[Record excerpts Boundary: Start]

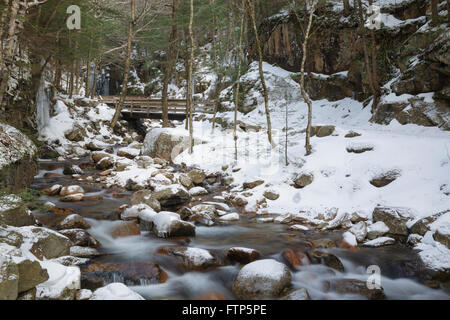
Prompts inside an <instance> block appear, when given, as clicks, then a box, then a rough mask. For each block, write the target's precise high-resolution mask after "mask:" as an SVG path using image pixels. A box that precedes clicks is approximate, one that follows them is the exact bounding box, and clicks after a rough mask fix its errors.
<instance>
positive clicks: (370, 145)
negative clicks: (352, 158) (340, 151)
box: [346, 143, 374, 153]
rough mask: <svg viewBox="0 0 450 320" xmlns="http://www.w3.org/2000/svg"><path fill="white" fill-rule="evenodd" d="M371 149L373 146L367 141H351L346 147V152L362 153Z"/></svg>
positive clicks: (373, 146)
mask: <svg viewBox="0 0 450 320" xmlns="http://www.w3.org/2000/svg"><path fill="white" fill-rule="evenodd" d="M373 149H374V146H373V145H370V144H367V143H353V144H351V145H348V146H347V147H346V150H347V152H348V153H364V152H367V151H372V150H373Z"/></svg>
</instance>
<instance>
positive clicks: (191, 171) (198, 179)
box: [188, 170, 206, 185]
mask: <svg viewBox="0 0 450 320" xmlns="http://www.w3.org/2000/svg"><path fill="white" fill-rule="evenodd" d="M188 176H189V178H190V179H191V181H192V182H193V183H194V184H196V185H199V184H202V183H203V181H205V178H206V174H205V173H204V172H203V171H201V170H191V171H189V172H188Z"/></svg>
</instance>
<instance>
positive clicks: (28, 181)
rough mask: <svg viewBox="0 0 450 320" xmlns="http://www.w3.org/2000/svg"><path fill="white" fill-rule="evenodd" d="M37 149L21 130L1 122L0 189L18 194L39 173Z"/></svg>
mask: <svg viewBox="0 0 450 320" xmlns="http://www.w3.org/2000/svg"><path fill="white" fill-rule="evenodd" d="M36 153H37V148H36V146H35V145H34V144H33V142H32V141H31V140H30V139H29V138H28V137H27V136H26V135H24V134H23V133H21V132H20V131H19V130H17V129H15V128H13V127H11V126H9V125H7V124H3V123H1V122H0V189H3V188H5V189H6V190H7V191H10V192H16V191H18V190H20V189H22V188H25V187H27V186H28V185H29V184H31V182H32V181H33V177H34V176H35V175H36V173H37V162H36Z"/></svg>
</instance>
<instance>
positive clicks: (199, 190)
mask: <svg viewBox="0 0 450 320" xmlns="http://www.w3.org/2000/svg"><path fill="white" fill-rule="evenodd" d="M189 194H190V195H191V197H195V196H203V195H207V194H208V191H207V190H206V189H205V188H203V187H194V188H191V189H190V190H189Z"/></svg>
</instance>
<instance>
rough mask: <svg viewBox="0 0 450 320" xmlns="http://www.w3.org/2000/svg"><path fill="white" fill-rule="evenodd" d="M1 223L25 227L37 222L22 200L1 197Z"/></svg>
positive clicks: (0, 222)
mask: <svg viewBox="0 0 450 320" xmlns="http://www.w3.org/2000/svg"><path fill="white" fill-rule="evenodd" d="M0 224H6V225H10V226H14V227H23V226H31V225H34V224H36V220H35V218H34V215H33V214H32V213H31V211H30V210H28V208H27V207H26V206H25V205H24V204H23V203H22V202H21V201H19V200H17V201H16V199H15V198H14V199H13V200H12V201H2V199H0Z"/></svg>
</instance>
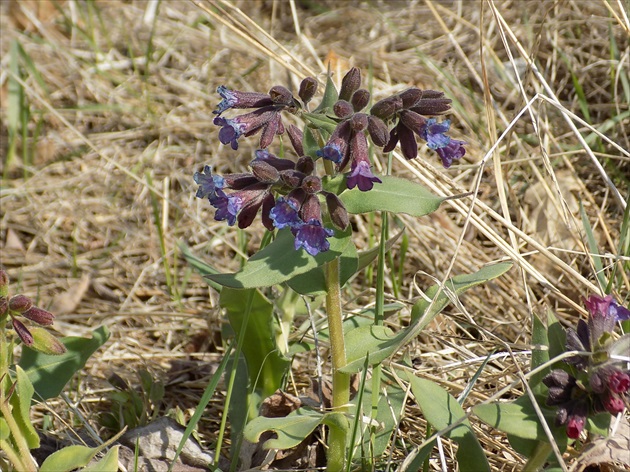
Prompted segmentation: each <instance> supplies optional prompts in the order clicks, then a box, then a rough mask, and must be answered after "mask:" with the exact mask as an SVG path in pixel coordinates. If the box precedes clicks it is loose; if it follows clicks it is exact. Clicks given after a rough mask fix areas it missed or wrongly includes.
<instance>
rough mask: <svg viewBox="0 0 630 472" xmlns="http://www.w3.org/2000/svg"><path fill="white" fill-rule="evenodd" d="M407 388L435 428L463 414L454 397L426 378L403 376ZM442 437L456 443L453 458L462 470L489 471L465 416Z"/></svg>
mask: <svg viewBox="0 0 630 472" xmlns="http://www.w3.org/2000/svg"><path fill="white" fill-rule="evenodd" d="M407 379H408V380H409V382H410V384H411V391H412V392H413V395H414V397H416V401H417V402H418V405H419V406H420V408H421V409H422V414H423V415H424V417H425V418H426V420H427V421H428V422H429V423H431V426H433V427H434V428H435V429H437V430H442V429H445V428H448V427H449V426H451V425H452V424H454V423H456V422H457V421H458V420H461V419H462V418H465V417H466V412H464V410H463V408H462V407H461V405H460V404H459V403H458V402H457V399H456V398H455V397H453V396H452V395H451V394H449V393H448V392H447V391H446V390H444V389H443V388H442V387H440V386H439V385H437V384H436V383H434V382H431V381H430V380H426V379H422V378H419V377H416V376H415V375H410V374H409V375H407ZM446 436H447V437H449V438H451V439H452V440H454V441H455V442H457V444H459V447H458V449H457V459H458V461H457V462H458V465H459V470H460V471H462V472H478V471H483V470H488V471H489V470H490V465H489V464H488V460H487V459H486V455H485V453H484V451H483V448H482V447H481V444H479V441H478V440H477V438H476V437H475V433H474V432H473V430H472V425H471V424H470V421H468V419H465V420H463V421H462V422H461V423H460V424H459V425H457V426H455V427H454V428H453V429H452V430H450V431H449V432H448V433H446Z"/></svg>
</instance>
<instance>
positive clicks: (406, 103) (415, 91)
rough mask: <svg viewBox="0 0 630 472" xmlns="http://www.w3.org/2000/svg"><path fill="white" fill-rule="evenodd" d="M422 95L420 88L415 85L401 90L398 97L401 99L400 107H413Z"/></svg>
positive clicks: (415, 104) (403, 107)
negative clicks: (413, 86) (415, 87)
mask: <svg viewBox="0 0 630 472" xmlns="http://www.w3.org/2000/svg"><path fill="white" fill-rule="evenodd" d="M423 95H424V94H423V92H422V90H420V89H418V88H415V87H414V88H410V89H407V90H405V91H404V92H401V93H400V94H399V97H400V98H401V99H402V108H413V107H414V106H416V105H417V103H418V102H419V101H420V99H421V98H422V96H423Z"/></svg>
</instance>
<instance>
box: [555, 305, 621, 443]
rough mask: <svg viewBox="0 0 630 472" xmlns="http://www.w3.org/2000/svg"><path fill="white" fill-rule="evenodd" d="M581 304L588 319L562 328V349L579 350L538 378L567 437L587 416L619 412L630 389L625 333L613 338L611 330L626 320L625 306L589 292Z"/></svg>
mask: <svg viewBox="0 0 630 472" xmlns="http://www.w3.org/2000/svg"><path fill="white" fill-rule="evenodd" d="M584 304H585V306H586V308H587V309H588V311H589V319H588V322H585V321H584V320H579V321H578V325H577V330H573V329H571V328H569V329H567V332H566V334H567V340H566V348H567V350H569V351H579V352H580V354H578V355H575V356H572V357H570V358H568V359H566V360H565V361H564V362H563V364H564V365H563V368H561V369H555V370H553V371H551V373H549V374H548V375H547V376H546V377H545V378H544V379H543V383H544V384H545V385H546V386H547V387H548V388H549V393H548V397H547V405H550V406H557V407H558V410H557V413H556V423H557V424H558V425H565V426H566V433H567V436H568V437H569V438H571V439H577V438H578V437H579V436H580V434H581V432H582V430H583V429H584V426H585V424H586V421H587V419H588V417H589V416H590V415H594V414H598V413H602V412H608V413H610V414H611V415H617V414H619V413H621V412H622V411H623V410H624V408H626V405H627V404H628V400H629V397H628V395H629V393H630V370H629V365H630V358H628V356H629V355H630V353H628V352H627V348H624V347H623V346H627V344H624V343H627V342H628V339H627V337H628V336H630V334H626V335H624V336H623V337H622V338H620V339H618V340H617V341H615V340H614V337H613V335H612V333H613V330H614V328H615V324H616V323H617V322H618V321H625V320H629V319H630V310H628V309H627V308H624V307H623V306H621V305H619V304H618V303H617V302H616V301H615V300H614V299H613V297H612V296H611V295H608V296H606V297H603V298H602V297H599V296H597V295H591V296H590V297H589V298H588V299H587V300H584ZM624 349H625V350H626V352H623V351H624Z"/></svg>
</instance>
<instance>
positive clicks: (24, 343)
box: [11, 318, 33, 346]
mask: <svg viewBox="0 0 630 472" xmlns="http://www.w3.org/2000/svg"><path fill="white" fill-rule="evenodd" d="M11 323H12V324H13V329H14V330H15V332H16V333H17V335H18V336H19V337H20V339H21V340H22V342H23V343H24V344H26V345H27V346H32V345H33V336H32V335H31V332H30V331H29V330H28V328H27V327H26V326H25V325H24V323H22V322H21V321H20V320H18V319H17V318H12V319H11Z"/></svg>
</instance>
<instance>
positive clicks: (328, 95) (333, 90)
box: [313, 74, 339, 113]
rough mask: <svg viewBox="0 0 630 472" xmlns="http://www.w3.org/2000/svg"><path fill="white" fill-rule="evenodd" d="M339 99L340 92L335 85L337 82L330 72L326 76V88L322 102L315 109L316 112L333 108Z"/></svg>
mask: <svg viewBox="0 0 630 472" xmlns="http://www.w3.org/2000/svg"><path fill="white" fill-rule="evenodd" d="M337 100H339V93H338V92H337V87H335V83H334V82H333V81H332V76H331V74H328V77H326V88H325V89H324V96H323V97H322V101H321V103H320V104H319V105H318V106H317V108H315V110H313V112H314V113H318V112H321V111H326V110H332V107H333V105H334V104H335V103H336V102H337Z"/></svg>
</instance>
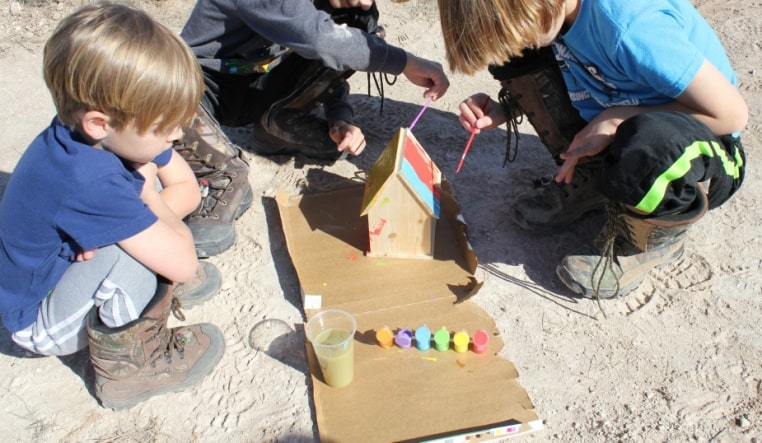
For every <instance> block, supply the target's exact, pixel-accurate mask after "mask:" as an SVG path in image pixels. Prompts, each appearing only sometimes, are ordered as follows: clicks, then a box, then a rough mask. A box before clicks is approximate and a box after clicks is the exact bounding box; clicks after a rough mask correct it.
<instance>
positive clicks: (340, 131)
mask: <svg viewBox="0 0 762 443" xmlns="http://www.w3.org/2000/svg"><path fill="white" fill-rule="evenodd" d="M329 135H330V137H331V140H333V141H335V142H336V145H337V147H338V149H339V151H345V152H348V153H350V154H352V155H355V156H357V155H360V154H361V153H362V151H363V149H365V145H366V144H365V135H364V134H363V133H362V130H361V129H360V128H358V127H357V126H355V125H353V124H350V123H347V122H345V121H343V120H339V121H337V122H336V123H334V124H333V125H331V129H330V132H329Z"/></svg>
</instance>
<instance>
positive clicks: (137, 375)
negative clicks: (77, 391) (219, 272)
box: [87, 283, 225, 410]
mask: <svg viewBox="0 0 762 443" xmlns="http://www.w3.org/2000/svg"><path fill="white" fill-rule="evenodd" d="M172 300H173V297H172V287H171V285H170V284H168V283H159V288H158V289H157V292H156V295H155V296H154V298H153V299H152V300H151V302H150V303H149V304H148V306H146V308H145V310H144V311H143V314H142V315H141V317H140V318H139V319H137V320H134V321H132V322H130V323H127V324H126V325H124V326H121V327H118V328H108V327H106V326H105V325H104V324H103V323H101V321H100V319H99V317H98V312H97V311H96V310H93V311H92V312H91V313H90V316H89V317H88V321H87V333H88V336H89V339H90V342H89V348H90V361H91V362H92V364H93V367H94V368H95V394H96V396H97V397H98V398H99V399H100V401H101V404H102V405H103V406H104V407H107V408H111V409H115V410H118V409H123V408H129V407H132V406H134V405H136V404H137V403H139V402H141V401H143V400H146V399H148V398H149V397H152V396H154V395H157V394H162V393H165V392H176V391H181V390H183V389H185V388H187V387H190V386H193V385H195V384H197V383H199V382H201V380H202V379H203V378H204V377H205V376H207V375H208V374H210V373H211V372H212V370H213V369H214V367H215V366H216V364H217V363H218V362H219V361H220V359H221V358H222V354H223V352H224V350H225V339H224V337H223V335H222V331H220V329H219V328H218V327H216V326H214V325H212V324H209V323H201V324H196V325H191V326H181V327H177V328H172V329H169V328H167V319H168V318H169V313H170V311H171V309H172Z"/></svg>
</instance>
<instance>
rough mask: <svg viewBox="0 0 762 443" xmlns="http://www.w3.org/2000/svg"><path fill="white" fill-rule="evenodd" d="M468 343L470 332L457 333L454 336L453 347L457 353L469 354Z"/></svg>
mask: <svg viewBox="0 0 762 443" xmlns="http://www.w3.org/2000/svg"><path fill="white" fill-rule="evenodd" d="M468 341H469V338H468V332H466V331H460V332H456V333H455V335H453V336H452V347H453V348H454V349H455V352H467V351H468Z"/></svg>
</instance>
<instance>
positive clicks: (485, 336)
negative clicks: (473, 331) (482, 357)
mask: <svg viewBox="0 0 762 443" xmlns="http://www.w3.org/2000/svg"><path fill="white" fill-rule="evenodd" d="M487 344H489V334H487V331H485V330H484V329H477V330H476V332H474V352H475V353H477V354H484V353H485V352H487Z"/></svg>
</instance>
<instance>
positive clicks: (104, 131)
mask: <svg viewBox="0 0 762 443" xmlns="http://www.w3.org/2000/svg"><path fill="white" fill-rule="evenodd" d="M79 122H80V127H81V128H82V132H84V135H86V136H87V137H89V138H91V139H93V140H95V141H96V142H97V141H100V140H103V139H104V138H106V136H107V135H108V133H109V125H108V122H109V118H108V116H107V115H106V114H104V113H102V112H99V111H87V112H85V113H84V114H82V117H81V118H80V120H79Z"/></svg>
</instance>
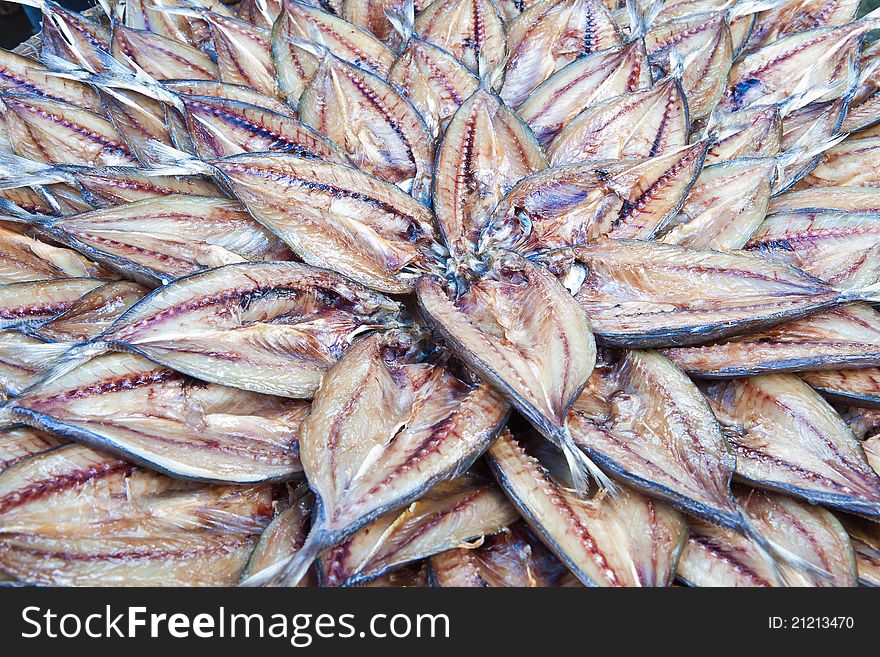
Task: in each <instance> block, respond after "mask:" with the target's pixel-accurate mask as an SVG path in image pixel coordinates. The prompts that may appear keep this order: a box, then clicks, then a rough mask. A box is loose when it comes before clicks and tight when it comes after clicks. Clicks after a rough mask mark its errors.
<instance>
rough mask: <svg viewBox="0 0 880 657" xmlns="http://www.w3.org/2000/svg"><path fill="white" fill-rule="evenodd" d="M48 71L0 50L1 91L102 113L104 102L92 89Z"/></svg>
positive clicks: (98, 112)
mask: <svg viewBox="0 0 880 657" xmlns="http://www.w3.org/2000/svg"><path fill="white" fill-rule="evenodd" d="M48 71H49V69H48V68H47V67H45V66H43V65H42V64H40V63H39V62H37V61H34V60H32V59H29V58H27V57H24V56H22V55H18V54H16V53H14V52H10V51H8V50H2V49H0V90H3V91H4V92H12V93H16V92H18V93H30V94H36V95H38V96H46V97H48V98H52V99H54V100H60V101H62V102H65V103H70V104H71V105H76V106H77V107H81V108H83V109H87V110H91V111H93V112H98V113H102V112H103V109H102V107H101V100H100V99H99V98H98V95H97V94H96V93H95V90H94V89H92V88H91V87H90V86H88V85H87V84H84V83H82V82H77V81H75V80H66V79H64V78H59V77H56V76H54V75H47V72H48Z"/></svg>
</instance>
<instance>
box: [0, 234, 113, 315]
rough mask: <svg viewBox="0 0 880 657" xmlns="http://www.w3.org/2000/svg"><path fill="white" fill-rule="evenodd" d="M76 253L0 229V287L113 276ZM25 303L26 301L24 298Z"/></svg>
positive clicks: (108, 270)
mask: <svg viewBox="0 0 880 657" xmlns="http://www.w3.org/2000/svg"><path fill="white" fill-rule="evenodd" d="M110 276H112V274H111V272H110V271H109V270H108V269H105V268H104V267H101V266H99V265H96V264H95V263H94V262H92V261H90V260H88V259H86V258H85V257H83V256H82V255H80V254H79V253H77V252H76V251H74V250H72V249H68V248H65V247H61V246H52V245H50V244H47V243H46V242H42V241H40V240H37V239H34V238H32V237H28V236H27V235H22V234H20V233H14V232H12V231H11V230H6V229H5V228H0V284H5V283H17V282H24V281H40V280H45V279H52V278H80V277H96V278H102V277H105V278H106V277H110ZM21 301H23V302H24V303H25V304H27V303H28V301H29V300H28V299H27V298H23V299H21Z"/></svg>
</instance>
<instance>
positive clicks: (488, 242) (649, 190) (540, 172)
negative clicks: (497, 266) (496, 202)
mask: <svg viewBox="0 0 880 657" xmlns="http://www.w3.org/2000/svg"><path fill="white" fill-rule="evenodd" d="M705 152H706V144H705V143H703V142H700V143H697V144H692V145H690V146H685V147H684V148H681V149H678V150H675V151H673V152H671V153H667V154H666V155H661V156H658V157H653V158H646V159H644V160H621V161H599V162H595V163H586V164H572V165H565V166H561V167H553V168H550V169H545V170H543V171H540V172H538V173H536V174H533V175H531V176H528V177H526V178H524V179H523V180H521V181H520V182H519V183H517V185H516V186H515V187H514V188H513V189H511V190H510V192H509V193H508V194H507V195H506V196H505V197H504V198H503V199H502V200H501V202H500V203H499V204H498V206H497V207H496V208H495V211H494V213H493V217H492V221H491V222H490V224H489V225H488V226H487V227H486V229H485V230H484V231H483V235H482V236H481V238H480V239H481V250H485V249H488V248H490V247H492V246H497V247H501V248H507V249H511V250H515V251H518V252H519V253H523V254H526V255H529V254H534V253H540V252H542V251H547V250H550V249H558V248H562V247H569V246H577V245H579V244H586V243H588V242H591V241H593V240H597V239H601V238H603V237H615V238H616V237H621V238H623V237H626V238H633V239H652V238H654V237H656V236H657V235H658V234H660V232H661V231H662V230H664V229H665V228H666V224H667V223H668V222H669V221H670V220H671V219H673V218H674V217H675V216H676V214H677V213H678V211H679V209H680V207H681V204H682V202H683V201H684V199H685V198H686V196H687V194H688V190H689V189H690V188H691V186H692V185H693V183H694V180H695V179H696V176H697V174H698V173H699V171H700V168H701V166H702V163H703V159H704V156H705Z"/></svg>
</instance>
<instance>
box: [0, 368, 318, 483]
mask: <svg viewBox="0 0 880 657" xmlns="http://www.w3.org/2000/svg"><path fill="white" fill-rule="evenodd" d="M308 410H309V405H308V403H307V402H302V401H296V400H286V399H281V398H278V397H269V396H266V395H257V394H254V393H249V392H244V391H241V390H235V389H233V388H226V387H224V386H220V385H213V384H203V383H199V382H195V381H193V380H192V379H189V378H188V377H186V376H184V375H182V374H179V373H177V372H175V371H173V370H169V369H167V368H165V367H162V366H159V365H156V364H155V363H152V362H150V361H148V360H146V359H145V358H141V357H140V356H135V355H132V354H108V355H105V356H100V357H98V358H95V359H93V360H91V361H89V362H88V363H85V364H84V365H82V366H80V367H78V368H76V369H74V370H73V371H71V372H69V373H68V374H65V375H61V376H59V377H56V378H54V379H53V380H51V381H50V382H40V383H38V384H37V385H35V386H33V387H31V388H29V389H27V390H25V391H23V392H22V394H21V395H19V396H18V397H16V398H15V399H14V400H11V401H9V402H7V403H6V404H5V405H4V406H3V408H2V415H3V418H4V419H5V420H6V421H12V422H20V423H22V424H27V425H28V426H32V427H35V428H38V429H42V430H44V431H47V432H49V433H52V434H53V435H57V436H61V437H64V438H69V439H73V440H76V441H78V442H82V443H85V444H88V445H93V446H95V447H97V448H99V449H103V450H107V451H109V452H112V453H115V454H121V455H123V456H124V458H127V459H129V460H132V461H135V462H138V463H142V464H144V465H147V466H148V467H150V468H153V469H156V470H159V471H161V472H165V473H168V474H171V475H174V476H177V477H183V478H188V479H195V480H200V481H220V482H229V483H237V484H244V483H254V482H260V481H267V480H268V481H274V480H279V479H289V478H291V477H293V476H294V475H296V474H297V473H299V472H301V471H302V467H301V466H300V463H299V459H298V451H297V439H298V438H299V433H300V426H301V423H302V420H303V418H304V417H305V416H306V415H307V414H308Z"/></svg>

[Record excerpts Boundary: End]

About this task:
Gather every line of the records above that contains the string "bounding", and copy each one in full.

Problem solution:
Prompts inside an <instance> block appear, when given, as clicks, then a box, then a rough mask. For each block, write the target's precise high-resolution mask after "mask:" as an SVG path using image pixels. A box that precedes clicks is approximate, one that follows them is the exact bounding box, and clicks after a rough mask fix its errors.
For every <instance> block, supply the target's exact, pixel-accurate mask after "mask:" as an SVG path in image pixels. Prompts, each appearing only sometimes, are ordered as follows: clicks, then a box, then a rough mask. A box before clicks is approximate and a box after clicks is the exact bounding box; clicks after a rough mask correct it.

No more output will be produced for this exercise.